TEXT PASSAGE:
★ ★ ★ ★ ★
Many I’ve met in Uganda are probably in danger of the pitfalls on the opposite end of the spectrum from many of us in America (and I am just as susceptible to either end of this spectrum, depending on the day, as anyone else), but we shouldn’t forget there are dangers on both ends. We must be discerning. We must be grounded in the Word. We must listen to the voice of the Church and the Tradition. And we must listen to the Spirit of God who dwells in us. As we pray, as we ask, we validate in God’s Word, verify with God’s people, and listen closely to God’s Spirit. And then, we can ask whatever we will in His name, and it will be given to us (Matthew 18:19 and 21:22; Mark 11:24; John 14:13 and 15:7; etc.).
At any rate, visiting the hospital was such a great thing. Our team leader, Joel, was fantastic! I loved his style. We met so many wonderful people and prayed for them, including one Muslim and one pagan, who don’t believe in Jesus but were willing to let us pray. It was wonderful!
★ ★ ★ ★ ★
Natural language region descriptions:
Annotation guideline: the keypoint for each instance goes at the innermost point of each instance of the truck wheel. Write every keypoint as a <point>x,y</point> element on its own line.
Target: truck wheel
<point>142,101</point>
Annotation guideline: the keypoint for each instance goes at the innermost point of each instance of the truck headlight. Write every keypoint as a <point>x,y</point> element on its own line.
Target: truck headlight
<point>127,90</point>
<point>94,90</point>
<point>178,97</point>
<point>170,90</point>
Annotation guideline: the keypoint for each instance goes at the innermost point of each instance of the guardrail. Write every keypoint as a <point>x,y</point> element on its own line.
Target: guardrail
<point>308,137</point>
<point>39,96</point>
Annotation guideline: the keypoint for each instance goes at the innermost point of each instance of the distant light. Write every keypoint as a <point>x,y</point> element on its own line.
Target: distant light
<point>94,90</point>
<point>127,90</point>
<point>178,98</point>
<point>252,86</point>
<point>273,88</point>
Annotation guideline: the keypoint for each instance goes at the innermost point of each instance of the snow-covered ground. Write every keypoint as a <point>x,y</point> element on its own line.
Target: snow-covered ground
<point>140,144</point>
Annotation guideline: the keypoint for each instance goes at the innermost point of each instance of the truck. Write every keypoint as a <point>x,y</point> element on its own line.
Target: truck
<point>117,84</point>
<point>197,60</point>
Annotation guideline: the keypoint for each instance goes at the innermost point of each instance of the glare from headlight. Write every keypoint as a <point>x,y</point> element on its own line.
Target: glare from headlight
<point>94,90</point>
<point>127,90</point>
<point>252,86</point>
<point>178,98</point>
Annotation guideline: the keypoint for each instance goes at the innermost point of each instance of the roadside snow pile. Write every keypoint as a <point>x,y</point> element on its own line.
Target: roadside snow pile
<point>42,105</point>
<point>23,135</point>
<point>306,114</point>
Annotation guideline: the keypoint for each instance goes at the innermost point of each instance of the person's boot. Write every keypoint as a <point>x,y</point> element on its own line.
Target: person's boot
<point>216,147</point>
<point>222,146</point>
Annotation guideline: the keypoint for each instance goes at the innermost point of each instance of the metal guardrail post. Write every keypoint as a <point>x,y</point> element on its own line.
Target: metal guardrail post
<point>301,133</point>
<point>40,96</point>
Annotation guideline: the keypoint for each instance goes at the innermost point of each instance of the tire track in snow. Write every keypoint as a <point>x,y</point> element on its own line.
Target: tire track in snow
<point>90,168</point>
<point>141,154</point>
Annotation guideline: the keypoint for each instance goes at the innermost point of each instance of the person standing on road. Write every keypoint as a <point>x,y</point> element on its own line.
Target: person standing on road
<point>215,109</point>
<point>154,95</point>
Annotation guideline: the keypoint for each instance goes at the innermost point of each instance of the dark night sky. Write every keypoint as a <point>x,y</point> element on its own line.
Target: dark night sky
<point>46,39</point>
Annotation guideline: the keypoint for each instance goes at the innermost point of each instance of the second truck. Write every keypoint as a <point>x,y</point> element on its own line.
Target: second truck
★ ★ ★ ★ ★
QUESTIONS TO ANSWER:
1 > In the passage on prayer and the hospital visit, who was the team leader?
2 > Please carry on the passage on prayer and the hospital visit from the point where it stops.
These records come from a separate source.

RESULTS BY TASK:
1 > Joel was the team leader.

2 >
Dinner Out at a New Place
And after we left the hospital, we had dinner in town. We were originally planning to go back to the resort where we ate on Sunday, but there was another event there, so we decided to head to a different resort. It was a beautiful place, and the weather was perfect — a nice cool breeze and the bugs weren’t too bad. I definitely imagined 120 degree blazing heat when this trip first came up, but boy was I wrong. In fact, the weather has bounced between 70 and 80 pretty much every day, maybe dipping down as low as the low 60’s at night. Gorgeous! For dinner, I had some really tasty tropical chicken kabobs (with pineapple and veggies, and some fantastic sauce, over rice). And we ended up talking about theology and the fundamental nature of the universe at our table, so it was the best night ever. It was really nice.
And I guess that about sums it up for day 9. Tomorrow we leave Mbale, and begin our transition home, through Kampala, where we’ll do some touristy stuff. See you tomorrow.